Pointing dataset data:
****************************************
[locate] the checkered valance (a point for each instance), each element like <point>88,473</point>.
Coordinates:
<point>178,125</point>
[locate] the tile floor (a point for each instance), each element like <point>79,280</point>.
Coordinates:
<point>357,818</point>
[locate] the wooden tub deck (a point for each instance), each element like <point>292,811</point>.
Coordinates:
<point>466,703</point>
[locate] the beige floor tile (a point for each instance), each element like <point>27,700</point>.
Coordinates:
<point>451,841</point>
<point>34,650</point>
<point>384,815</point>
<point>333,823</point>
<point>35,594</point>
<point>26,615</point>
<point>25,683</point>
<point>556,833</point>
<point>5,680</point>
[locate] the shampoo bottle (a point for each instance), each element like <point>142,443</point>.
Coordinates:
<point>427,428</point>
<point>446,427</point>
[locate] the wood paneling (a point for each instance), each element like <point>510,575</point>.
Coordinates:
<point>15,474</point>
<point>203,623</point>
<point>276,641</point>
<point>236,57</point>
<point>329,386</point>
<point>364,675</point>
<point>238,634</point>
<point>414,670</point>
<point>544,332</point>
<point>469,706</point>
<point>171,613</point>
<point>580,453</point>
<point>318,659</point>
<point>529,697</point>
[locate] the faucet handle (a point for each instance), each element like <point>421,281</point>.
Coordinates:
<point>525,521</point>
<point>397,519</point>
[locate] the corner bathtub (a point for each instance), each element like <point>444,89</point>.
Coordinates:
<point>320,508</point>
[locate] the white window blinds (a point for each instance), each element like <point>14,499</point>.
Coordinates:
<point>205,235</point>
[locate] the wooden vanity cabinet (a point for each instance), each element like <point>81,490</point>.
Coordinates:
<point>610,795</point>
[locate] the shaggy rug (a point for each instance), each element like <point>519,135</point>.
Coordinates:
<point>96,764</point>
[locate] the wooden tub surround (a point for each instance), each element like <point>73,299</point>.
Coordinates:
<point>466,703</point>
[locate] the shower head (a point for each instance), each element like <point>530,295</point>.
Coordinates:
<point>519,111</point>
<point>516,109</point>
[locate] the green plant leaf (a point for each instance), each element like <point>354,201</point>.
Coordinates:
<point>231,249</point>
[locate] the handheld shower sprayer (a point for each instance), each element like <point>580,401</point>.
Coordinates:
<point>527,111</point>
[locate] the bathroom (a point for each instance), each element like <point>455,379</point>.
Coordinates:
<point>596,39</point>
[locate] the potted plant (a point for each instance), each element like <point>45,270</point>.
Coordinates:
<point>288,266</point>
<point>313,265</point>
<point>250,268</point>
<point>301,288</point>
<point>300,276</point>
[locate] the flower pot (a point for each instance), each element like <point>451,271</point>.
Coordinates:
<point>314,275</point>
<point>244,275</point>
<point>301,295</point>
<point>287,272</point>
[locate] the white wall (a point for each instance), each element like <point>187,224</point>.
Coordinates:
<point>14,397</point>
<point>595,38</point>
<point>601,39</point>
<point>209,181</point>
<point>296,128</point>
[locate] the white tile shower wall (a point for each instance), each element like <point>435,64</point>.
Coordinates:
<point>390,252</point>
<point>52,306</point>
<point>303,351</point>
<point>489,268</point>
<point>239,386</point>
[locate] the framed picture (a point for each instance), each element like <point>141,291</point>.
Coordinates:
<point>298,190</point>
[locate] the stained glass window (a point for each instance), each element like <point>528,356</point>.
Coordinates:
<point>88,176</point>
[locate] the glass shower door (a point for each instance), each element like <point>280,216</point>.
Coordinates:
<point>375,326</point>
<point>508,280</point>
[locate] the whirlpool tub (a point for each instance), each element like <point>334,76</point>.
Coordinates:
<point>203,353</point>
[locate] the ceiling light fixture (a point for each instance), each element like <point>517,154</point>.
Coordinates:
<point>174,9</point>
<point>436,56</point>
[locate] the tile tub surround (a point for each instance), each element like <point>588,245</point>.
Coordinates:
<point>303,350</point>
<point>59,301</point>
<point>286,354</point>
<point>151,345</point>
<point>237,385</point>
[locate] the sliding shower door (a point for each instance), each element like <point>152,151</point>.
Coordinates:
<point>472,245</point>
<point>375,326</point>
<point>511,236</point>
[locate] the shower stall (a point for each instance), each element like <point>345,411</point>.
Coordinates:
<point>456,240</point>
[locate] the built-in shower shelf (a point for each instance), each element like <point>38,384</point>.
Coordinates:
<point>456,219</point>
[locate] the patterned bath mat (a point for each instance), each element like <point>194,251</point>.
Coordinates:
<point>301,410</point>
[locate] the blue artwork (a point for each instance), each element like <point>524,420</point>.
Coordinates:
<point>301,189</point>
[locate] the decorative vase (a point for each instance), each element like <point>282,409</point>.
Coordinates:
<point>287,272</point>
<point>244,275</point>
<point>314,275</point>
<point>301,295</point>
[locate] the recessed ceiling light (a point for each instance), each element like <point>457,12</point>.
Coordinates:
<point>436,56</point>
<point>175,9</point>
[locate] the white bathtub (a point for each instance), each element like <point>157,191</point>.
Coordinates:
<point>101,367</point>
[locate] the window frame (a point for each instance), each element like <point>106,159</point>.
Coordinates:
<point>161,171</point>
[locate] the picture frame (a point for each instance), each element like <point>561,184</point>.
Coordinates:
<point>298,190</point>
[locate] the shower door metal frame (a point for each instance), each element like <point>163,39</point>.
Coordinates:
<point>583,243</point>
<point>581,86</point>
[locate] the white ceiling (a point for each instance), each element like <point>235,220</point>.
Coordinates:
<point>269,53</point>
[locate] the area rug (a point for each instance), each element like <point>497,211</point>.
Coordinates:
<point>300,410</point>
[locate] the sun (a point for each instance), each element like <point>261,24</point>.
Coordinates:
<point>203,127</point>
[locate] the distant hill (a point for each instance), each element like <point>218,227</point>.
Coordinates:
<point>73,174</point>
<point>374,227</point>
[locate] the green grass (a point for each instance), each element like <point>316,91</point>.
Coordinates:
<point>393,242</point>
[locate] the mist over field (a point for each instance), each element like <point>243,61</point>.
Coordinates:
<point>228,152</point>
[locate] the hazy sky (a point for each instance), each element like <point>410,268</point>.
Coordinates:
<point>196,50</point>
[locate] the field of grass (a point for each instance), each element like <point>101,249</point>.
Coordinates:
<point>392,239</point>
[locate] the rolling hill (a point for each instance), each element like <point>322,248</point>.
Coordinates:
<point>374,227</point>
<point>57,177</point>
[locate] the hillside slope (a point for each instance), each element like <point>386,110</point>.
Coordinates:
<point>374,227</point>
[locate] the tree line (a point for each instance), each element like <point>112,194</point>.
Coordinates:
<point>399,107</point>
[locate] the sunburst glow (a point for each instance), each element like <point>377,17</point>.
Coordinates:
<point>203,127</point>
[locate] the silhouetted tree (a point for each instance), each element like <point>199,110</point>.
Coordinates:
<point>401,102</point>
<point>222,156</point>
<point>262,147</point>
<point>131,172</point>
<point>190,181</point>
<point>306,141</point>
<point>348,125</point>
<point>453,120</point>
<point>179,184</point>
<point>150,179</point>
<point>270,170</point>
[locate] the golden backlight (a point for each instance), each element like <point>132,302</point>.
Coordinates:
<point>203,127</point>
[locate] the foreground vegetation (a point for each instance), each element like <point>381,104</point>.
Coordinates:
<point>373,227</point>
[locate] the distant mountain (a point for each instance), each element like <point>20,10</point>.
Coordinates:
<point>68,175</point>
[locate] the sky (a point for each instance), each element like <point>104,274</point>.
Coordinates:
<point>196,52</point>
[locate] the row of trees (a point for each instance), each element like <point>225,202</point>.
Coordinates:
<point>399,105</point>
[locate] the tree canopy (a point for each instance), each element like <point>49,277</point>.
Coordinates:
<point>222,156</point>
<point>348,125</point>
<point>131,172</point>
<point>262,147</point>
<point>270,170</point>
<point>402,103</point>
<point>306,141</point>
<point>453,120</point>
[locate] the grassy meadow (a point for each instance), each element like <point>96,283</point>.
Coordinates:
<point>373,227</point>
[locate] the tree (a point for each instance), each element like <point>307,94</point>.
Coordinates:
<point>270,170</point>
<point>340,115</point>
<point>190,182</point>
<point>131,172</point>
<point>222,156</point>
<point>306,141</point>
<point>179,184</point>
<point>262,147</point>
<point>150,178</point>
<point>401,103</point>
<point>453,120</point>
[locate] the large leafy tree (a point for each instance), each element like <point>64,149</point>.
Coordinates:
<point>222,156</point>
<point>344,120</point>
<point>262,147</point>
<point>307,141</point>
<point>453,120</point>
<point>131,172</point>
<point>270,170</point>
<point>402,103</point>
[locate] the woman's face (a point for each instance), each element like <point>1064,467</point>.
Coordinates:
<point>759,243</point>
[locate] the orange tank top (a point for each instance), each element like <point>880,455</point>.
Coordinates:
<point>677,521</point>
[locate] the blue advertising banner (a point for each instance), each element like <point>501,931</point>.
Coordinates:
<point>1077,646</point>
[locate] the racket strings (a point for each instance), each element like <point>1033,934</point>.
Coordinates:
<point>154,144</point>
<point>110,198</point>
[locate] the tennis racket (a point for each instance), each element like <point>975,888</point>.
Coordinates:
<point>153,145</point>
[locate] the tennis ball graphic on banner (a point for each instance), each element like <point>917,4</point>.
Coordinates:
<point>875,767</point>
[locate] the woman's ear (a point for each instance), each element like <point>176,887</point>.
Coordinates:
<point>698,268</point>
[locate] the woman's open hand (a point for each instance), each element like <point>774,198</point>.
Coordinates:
****************************************
Exercise requirements =
In the data from the start through the line containing "<point>397,519</point>", change "shampoo bottle" to "soap bottle" and leave everything else as it is. Give back only those lines.

Result for this task =
[locate] the checkered valance (a point for each instance), each element like <point>88,473</point>.
Coordinates:
<point>178,125</point>
[locate] the tile floor (a point for each instance), each element like <point>79,280</point>.
Coordinates:
<point>357,818</point>
[locate] the wooden tub deck (a point for each instance), each element like <point>292,811</point>.
Coordinates:
<point>466,703</point>
[locate] the beige floor tile (a point for each instance), each element like <point>27,700</point>.
Coordinates:
<point>451,841</point>
<point>34,650</point>
<point>384,815</point>
<point>333,823</point>
<point>35,594</point>
<point>26,615</point>
<point>25,683</point>
<point>556,833</point>
<point>5,680</point>
[locate] the soap bottle (a point for each instance), each element like <point>142,443</point>.
Coordinates:
<point>427,428</point>
<point>446,427</point>
[locate] the wood paneling (a point for each instance), each element like <point>510,575</point>.
Coordinates:
<point>15,474</point>
<point>203,623</point>
<point>276,641</point>
<point>236,57</point>
<point>329,386</point>
<point>364,675</point>
<point>238,634</point>
<point>414,670</point>
<point>544,332</point>
<point>469,706</point>
<point>171,613</point>
<point>580,453</point>
<point>318,659</point>
<point>529,697</point>
[locate] the faucet handle (a point for each instance), each element like <point>421,281</point>.
Coordinates:
<point>525,521</point>
<point>397,519</point>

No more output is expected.